◆ What you need to do ◆
Drop every picture. Return the rest of the entries exactly.

··· Data provided

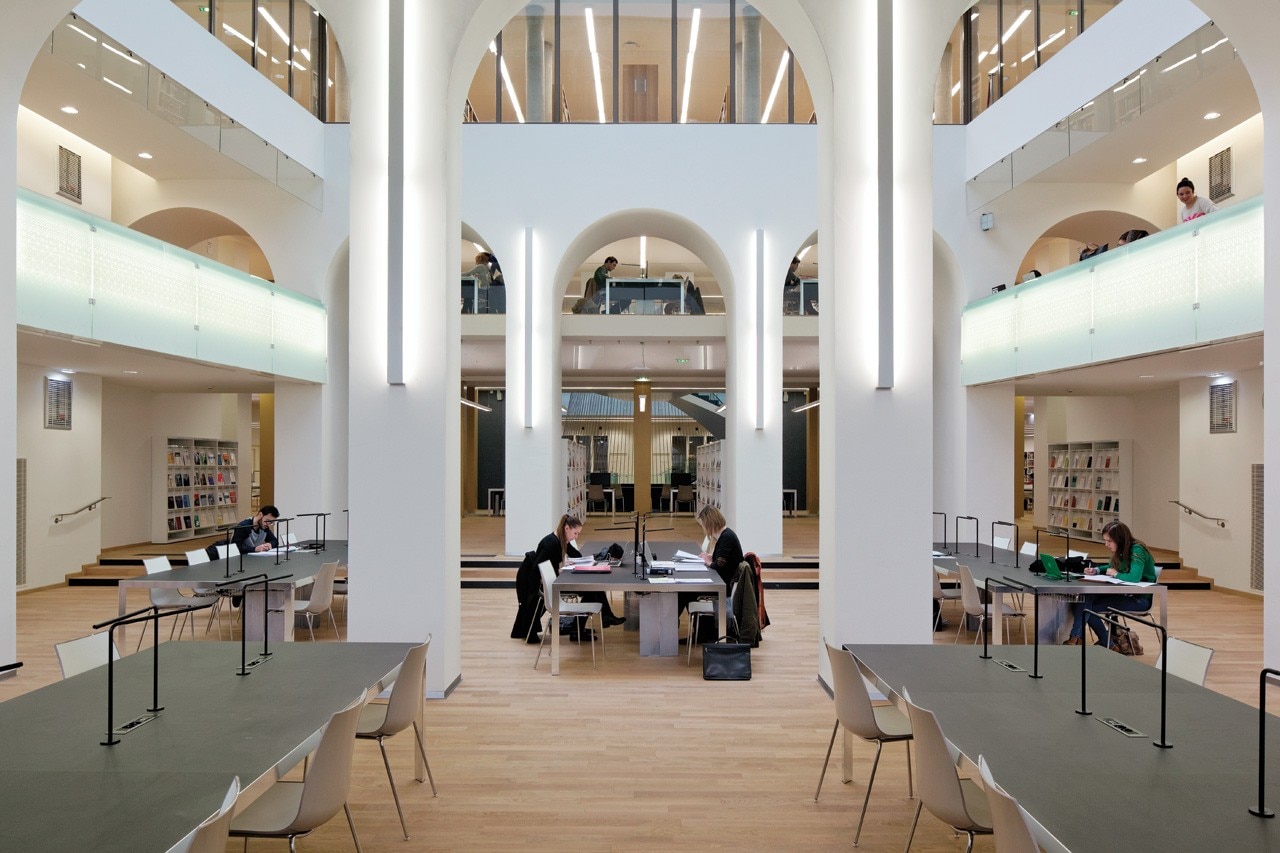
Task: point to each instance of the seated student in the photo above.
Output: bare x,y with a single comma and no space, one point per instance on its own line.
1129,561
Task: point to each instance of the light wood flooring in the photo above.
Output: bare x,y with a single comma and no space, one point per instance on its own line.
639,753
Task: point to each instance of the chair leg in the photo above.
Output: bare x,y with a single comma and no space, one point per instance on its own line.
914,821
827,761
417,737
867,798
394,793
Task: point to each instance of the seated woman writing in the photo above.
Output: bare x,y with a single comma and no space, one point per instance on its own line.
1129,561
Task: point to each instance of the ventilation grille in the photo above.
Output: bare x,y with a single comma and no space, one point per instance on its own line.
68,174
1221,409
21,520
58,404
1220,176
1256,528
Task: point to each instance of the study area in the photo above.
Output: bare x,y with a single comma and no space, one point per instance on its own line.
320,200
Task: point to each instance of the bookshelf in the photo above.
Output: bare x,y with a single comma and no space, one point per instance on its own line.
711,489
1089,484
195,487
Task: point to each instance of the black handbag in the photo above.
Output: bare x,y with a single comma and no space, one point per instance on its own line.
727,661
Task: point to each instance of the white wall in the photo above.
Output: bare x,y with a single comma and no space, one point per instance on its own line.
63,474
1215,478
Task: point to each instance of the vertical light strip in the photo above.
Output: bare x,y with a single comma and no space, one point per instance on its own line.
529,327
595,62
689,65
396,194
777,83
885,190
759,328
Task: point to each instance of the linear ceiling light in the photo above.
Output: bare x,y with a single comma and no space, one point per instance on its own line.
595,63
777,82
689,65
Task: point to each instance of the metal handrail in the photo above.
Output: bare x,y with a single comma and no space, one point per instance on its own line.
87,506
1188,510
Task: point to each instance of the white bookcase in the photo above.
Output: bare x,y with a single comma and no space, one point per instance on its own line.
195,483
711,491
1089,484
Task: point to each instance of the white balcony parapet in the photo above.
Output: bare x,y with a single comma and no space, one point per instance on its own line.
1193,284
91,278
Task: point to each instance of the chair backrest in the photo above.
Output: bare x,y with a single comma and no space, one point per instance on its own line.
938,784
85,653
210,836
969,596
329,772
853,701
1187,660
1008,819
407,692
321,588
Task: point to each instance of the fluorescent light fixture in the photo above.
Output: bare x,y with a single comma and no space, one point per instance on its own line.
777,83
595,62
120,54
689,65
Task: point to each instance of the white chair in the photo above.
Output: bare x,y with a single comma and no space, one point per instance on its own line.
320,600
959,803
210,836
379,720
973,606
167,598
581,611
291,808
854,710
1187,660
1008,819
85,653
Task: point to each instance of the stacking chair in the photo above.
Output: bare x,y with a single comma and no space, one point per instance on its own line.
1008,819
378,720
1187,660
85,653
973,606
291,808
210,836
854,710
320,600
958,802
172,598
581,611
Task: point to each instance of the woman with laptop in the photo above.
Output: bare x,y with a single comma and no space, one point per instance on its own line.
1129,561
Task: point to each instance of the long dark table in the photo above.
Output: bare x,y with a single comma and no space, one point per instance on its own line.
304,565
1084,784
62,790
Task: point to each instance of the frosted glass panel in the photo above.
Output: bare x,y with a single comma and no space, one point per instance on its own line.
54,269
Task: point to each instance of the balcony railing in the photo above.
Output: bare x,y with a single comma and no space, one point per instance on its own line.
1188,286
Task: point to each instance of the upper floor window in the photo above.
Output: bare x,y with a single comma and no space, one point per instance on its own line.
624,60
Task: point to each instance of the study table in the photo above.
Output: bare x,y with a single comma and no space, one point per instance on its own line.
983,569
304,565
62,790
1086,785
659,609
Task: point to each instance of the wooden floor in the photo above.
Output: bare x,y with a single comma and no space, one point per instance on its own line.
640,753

······

◆ Result of this exercise ◆
Task: point to each instance of the seated student in the photo above.
Output: bare x,y with a single comma and no space, one point per instance on its own line.
1129,561
Task: point to each instance of the light wood flooring in the photo above.
Output: bare x,y with a single comma and no space, one point per instance on its own line.
639,753
Task: point to each instance of the chair leg in the photo above.
Output: bare x,y with a single comma and no space, one point per instance on its own line.
914,821
827,761
417,737
867,798
394,793
Task: point to each instance of the seated woman writing in the photo above.
Output: bare x,y with a single comma and no space, one point per instance on its own line.
1129,561
Task: point to each instance of the ventilation grille in the photo above.
Output: bare x,y with a single comma and no space, one point per instance on its own line.
68,174
1221,409
21,520
58,404
1220,176
1256,528
Task: point to each instance of the study area in the photo above.
Output: bare x,y with a single comma and no space, one point per instance on its own line.
320,200
Task: point to each instance of the bookshelf in the photo above.
Output: bare x,y with a single comma and no space, one point per instance on its own line.
711,489
1089,484
195,487
Task: point to each instance of the black handbag in the photo above.
Output: bare x,y with a single comma and no space, one point per instance on its own line.
727,661
Task: point to each instance of the white wall in the photo above.
Output: bare x,y with a single comma and no space, one point per instance on its own line.
63,474
1215,478
Task: point to each instance of the vertical light strip in the photo above.
Output: bare x,y with a single comma and no space, one point per instance on its own line.
529,327
595,62
689,65
396,194
777,83
885,190
759,328
Task: point to each instance of the linear ceiling light in the photo above.
Output: bare x,y with a single comma and no space, one point per instance on its own line.
595,63
777,82
689,65
Task: point to each instance of the metal handrail in the photo above.
Output: bare x,y with a single comma and no space, one point per instance on its own line.
87,506
1188,510
Task: point to each instance of the white bookcase in the photo above.
Output: bare x,y with a single comma and no space, one point per instance on its own line.
195,483
711,491
1089,484
Task: point to each instance of the white balcony parapet in the photo above.
Output: bare x,y with a single comma and no space, one point per instance on its own line.
1193,284
91,278
Task: point to each instance of the chair backrest in the photo above.
Output: bare x,y with a single comma and no space, one point per instance on its own line.
938,784
85,653
210,836
969,596
329,772
853,701
1187,660
1008,819
407,692
321,588
Task: point to each instance of the fluorescent light fixture in the photo above.
Output: bare x,y with a single comma and no space, one point per instance on its own line.
777,83
595,62
120,54
689,65
Task: point to each instance of the white chair in the photo above.
Output: bare x,y with a single comma and no space, one point per instance on its own line.
320,600
959,803
210,836
379,720
973,606
167,598
581,611
291,808
854,710
1187,660
1008,819
85,653
Task: point to each instance of the stacking chair in the photo above.
Output: bare x,y with a single comma and no space, one point per instance on its own line.
1008,819
378,720
1187,660
85,653
973,606
291,808
210,836
854,710
320,600
958,802
172,598
581,611
Task: point to each instance of the woman with laptop in the photo above.
Output: bare x,y with a single comma and no space, one point per instance on its own line.
1129,561
Task: point to each instance of the long dark table in the photo above.
Output: bare x,y with a single comma and no space, one point per instance on its own line.
304,565
1084,784
62,790
Task: point to each instance of the frosted glass panel in the photo above.
Output: bare x,y with a single comma and no space, one point per instance on its own line.
54,269
Task: point to each instance of the balcony railing in the photo above.
Output: bare x,y with a single comma and no space, one point per instance on its own line.
1188,286
Task: point to each instance of the upper floor window in the photo above.
Output: bare x,y with a single comma and no space, one point per instance on its own line.
624,60
Task: point to each instance of the study table in the photo above.
Output: bare x,y with a single comma and no space, one point per instance on its own line.
983,569
304,565
62,790
1086,785
659,609
Task: point to each instance of the wooden floor in the photo above.
Output: bare x,y with a single comma and no space, one point per instance on its own line.
640,753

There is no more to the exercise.